>> start Text extract

MARTIN COOKE University of Waterloo

Martin Cooke, Assistant Professor, Department of Sociology and Department of Health Studies and Gerontology, University of Waterloo, 200 University Drive W, Waterloo, ON N2L 3G1. E-mail: cooke@uwa terloo.ca.

Negative duration dependence is rather difficult to conclusively identify and to sort out from spurious effects. Long-term cases can be expected to accumulate over time, as those who are more able or willing to leave social assistance do so. Some of this will be due to measurable covariates, and can therefore be controlled in multivariate models with appropriate data. However, as in demographic studies on migration and of mortality, some of this effect may be due to unmeasured characteristics, such as psychological states or preferences. In migration studies, it is common to observe that some people are "movers" while others are "stayers," and studies of mortality are often concerned with controlling for the effects of unmeasured "frailty" (Trussell and Richards 1985). As a result, the predicted probability of an individual experiencing the event (migration, death, or exit from social assistance) may spuriously appear to decrease with time because the remaining sample becomes increasingly composed of those with an unmeasured tendency to remain (Heckman and Singer 1984). In their study of Canadian workers' compensation claims, Butler et al. (2001) find that controlling for this "unobserved heterogeneity" has an effect on parameter estimates, as well as on the observed duration dependence. However, although most of the existing research on the length of social assistance use acknowledges this problem, only one Canadian study has attempted to control for it. Using 1990 to 1994 administrative Ontario data, this study confirmed the presence of unobserved heterogeneity, but found that there remained a small negative duration dependence effect (Stewart and Dooley 1999).

It should be noted that a declining hazard rate, even with unobserved heterogeneity controlled, does not conclusively prove the existence of a welfare trap. Using simulation models, Contini and Negri (2007) have shown that a declining hazard rate can exist even in the absence of welfare duration dependence, because it may be that time in poverty or unemployment, rather than time on welfare, that leads to declining exit rates. Because these trajectories are interrelated, and data on the onset of poverty are generally limited, it is difficult to isolate their independent effects. However, a declining exit rate is certainly necessary for there to be a welfare trap. We discuss the importance of this evidence further in our conclusions.

>> end Text extract
>> start The records

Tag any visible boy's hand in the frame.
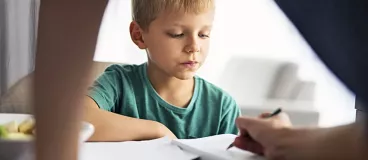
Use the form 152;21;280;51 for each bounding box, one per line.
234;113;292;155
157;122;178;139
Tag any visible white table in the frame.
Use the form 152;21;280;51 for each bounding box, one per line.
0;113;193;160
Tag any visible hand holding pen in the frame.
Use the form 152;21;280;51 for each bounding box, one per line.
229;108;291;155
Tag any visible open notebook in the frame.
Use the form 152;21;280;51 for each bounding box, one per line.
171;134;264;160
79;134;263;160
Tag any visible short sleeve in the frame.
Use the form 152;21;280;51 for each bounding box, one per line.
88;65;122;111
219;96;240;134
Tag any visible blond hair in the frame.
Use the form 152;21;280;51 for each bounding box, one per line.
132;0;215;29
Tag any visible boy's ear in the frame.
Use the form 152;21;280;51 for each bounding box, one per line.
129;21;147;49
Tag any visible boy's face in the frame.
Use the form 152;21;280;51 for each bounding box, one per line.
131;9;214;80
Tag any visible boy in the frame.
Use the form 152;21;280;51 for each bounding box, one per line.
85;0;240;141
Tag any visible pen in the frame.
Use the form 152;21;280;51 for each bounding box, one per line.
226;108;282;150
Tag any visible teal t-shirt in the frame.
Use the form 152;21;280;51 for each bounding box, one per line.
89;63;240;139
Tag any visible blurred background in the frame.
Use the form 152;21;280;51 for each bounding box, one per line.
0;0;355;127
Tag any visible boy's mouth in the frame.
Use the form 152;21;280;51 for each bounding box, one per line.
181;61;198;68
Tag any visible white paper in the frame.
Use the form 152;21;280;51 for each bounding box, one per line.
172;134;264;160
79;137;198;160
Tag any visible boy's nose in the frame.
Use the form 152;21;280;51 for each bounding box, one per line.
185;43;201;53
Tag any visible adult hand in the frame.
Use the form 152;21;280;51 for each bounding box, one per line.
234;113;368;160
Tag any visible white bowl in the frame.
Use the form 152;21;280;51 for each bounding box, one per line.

>> end The records

#### Aim 1
What did Contini and Negri (2007) use, according to the text extract, to show that a declining hazard rate can exist without welfare duration dependence?
#### Aim 2
Arrange the part of the entries that opens with the line containing "Tag any visible open notebook in the frame." and closes with the line containing "185;43;201;53" as a numbered list, with blank lines omitted.

#### Right answer 1
Simulation models.

#### Right answer 2
1. Tag any visible open notebook in the frame.
2. Use the form 152;21;280;51 for each bounding box, one per line.
3. 171;134;264;160
4. 79;134;263;160
5. Tag any visible short sleeve in the frame.
6. Use the form 152;21;280;51 for each bounding box, one per line.
7. 88;65;122;111
8. 219;96;240;134
9. Tag any visible blond hair in the frame.
10. Use the form 152;21;280;51 for each bounding box, one per line.
11. 132;0;215;29
12. Tag any visible boy's ear in the frame.
13. Use the form 152;21;280;51 for each bounding box, one per line.
14. 129;21;147;49
15. Tag any visible boy's face in the frame.
16. Use the form 152;21;280;51 for each bounding box, one per line.
17. 131;9;214;80
18. Tag any visible boy in the frame.
19. Use the form 152;21;280;51 for each bounding box, one per line.
20. 85;0;240;141
21. Tag any visible pen in the frame.
22. Use the form 152;21;280;51 for each bounding box, one per line.
23. 226;108;282;150
24. Tag any visible teal t-shirt in the frame.
25. Use the form 152;21;280;51 for each bounding box, one per line.
26. 89;63;240;139
27. Tag any visible blurred background in the frame.
28. Use the form 152;21;280;51 for each bounding box, one per line.
29. 0;0;355;127
30. Tag any visible boy's mouth in the frame.
31. Use the form 152;21;280;51 for each bounding box, one per line.
32. 181;61;198;68
33. Tag any visible white paper in the frame.
34. Use the form 152;21;280;51 for each bounding box, one per line.
35. 172;134;264;160
36. 79;137;198;160
37. Tag any visible boy's nose in the frame.
38. Use the form 152;21;280;51 for each bounding box, one per line.
39. 185;43;201;53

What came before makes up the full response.